What to produce >> Rewrite the lines of all entries below, changing "Segment" to "Outline" and leaving everything else the same.

** begin Information provided **

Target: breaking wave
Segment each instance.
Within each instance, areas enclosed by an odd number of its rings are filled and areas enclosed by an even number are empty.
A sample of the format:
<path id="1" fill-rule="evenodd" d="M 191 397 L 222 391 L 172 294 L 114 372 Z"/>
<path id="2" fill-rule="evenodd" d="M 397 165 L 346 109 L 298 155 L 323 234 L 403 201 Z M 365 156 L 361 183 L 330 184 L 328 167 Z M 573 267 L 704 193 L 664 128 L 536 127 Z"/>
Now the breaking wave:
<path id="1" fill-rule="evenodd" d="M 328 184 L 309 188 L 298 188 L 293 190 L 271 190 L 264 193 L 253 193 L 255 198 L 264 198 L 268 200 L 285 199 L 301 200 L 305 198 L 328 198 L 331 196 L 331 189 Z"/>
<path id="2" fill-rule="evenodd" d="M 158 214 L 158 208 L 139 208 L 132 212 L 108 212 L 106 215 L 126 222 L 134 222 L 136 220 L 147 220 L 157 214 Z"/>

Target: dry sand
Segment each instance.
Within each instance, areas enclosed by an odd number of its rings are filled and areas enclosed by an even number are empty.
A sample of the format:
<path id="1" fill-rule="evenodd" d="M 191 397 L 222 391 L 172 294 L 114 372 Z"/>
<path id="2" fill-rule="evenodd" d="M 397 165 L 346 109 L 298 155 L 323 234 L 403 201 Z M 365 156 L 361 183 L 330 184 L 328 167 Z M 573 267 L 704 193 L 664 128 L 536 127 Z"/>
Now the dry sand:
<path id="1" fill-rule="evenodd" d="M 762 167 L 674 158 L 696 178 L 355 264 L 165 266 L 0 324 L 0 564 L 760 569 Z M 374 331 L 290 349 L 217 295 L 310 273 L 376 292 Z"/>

** end Information provided **

The reply >>
Target: breaking wave
Outline each instance.
Within each instance, areas enclosed by an odd number of its rings are filled and areas enclosed by an even number are empty.
A sample of the format:
<path id="1" fill-rule="evenodd" d="M 191 397 L 222 391 L 172 294 L 114 372 Z"/>
<path id="2" fill-rule="evenodd" d="M 397 165 L 346 109 L 298 155 L 323 234 L 403 201 Z M 365 156 L 361 183 L 330 184 L 328 167 Z M 573 267 L 704 193 L 664 128 L 536 127 Z"/>
Now the breaking wave:
<path id="1" fill-rule="evenodd" d="M 328 184 L 309 188 L 298 188 L 293 190 L 271 190 L 264 193 L 253 193 L 255 198 L 264 198 L 268 200 L 285 199 L 301 200 L 305 198 L 328 198 L 331 196 L 331 189 Z"/>
<path id="2" fill-rule="evenodd" d="M 158 214 L 158 208 L 139 208 L 132 212 L 108 212 L 106 215 L 126 222 L 134 222 L 136 220 L 147 220 L 157 214 Z"/>

Target: dry sand
Outline each instance.
Within each instance, areas enclosed by an odd number of its rings are filled and areas enclosed by an even number are empty.
A sample of the format:
<path id="1" fill-rule="evenodd" d="M 191 397 L 222 391 L 172 294 L 114 372 Z"/>
<path id="2" fill-rule="evenodd" d="M 397 165 L 346 109 L 298 155 L 323 234 L 403 201 Z M 365 156 L 361 183 L 330 184 L 328 167 Z M 573 267 L 704 193 L 664 128 L 536 127 Z"/>
Now the dry sand:
<path id="1" fill-rule="evenodd" d="M 762 167 L 674 158 L 696 178 L 355 264 L 165 266 L 0 324 L 0 564 L 760 569 Z M 374 331 L 290 349 L 217 295 L 310 273 L 376 292 Z"/>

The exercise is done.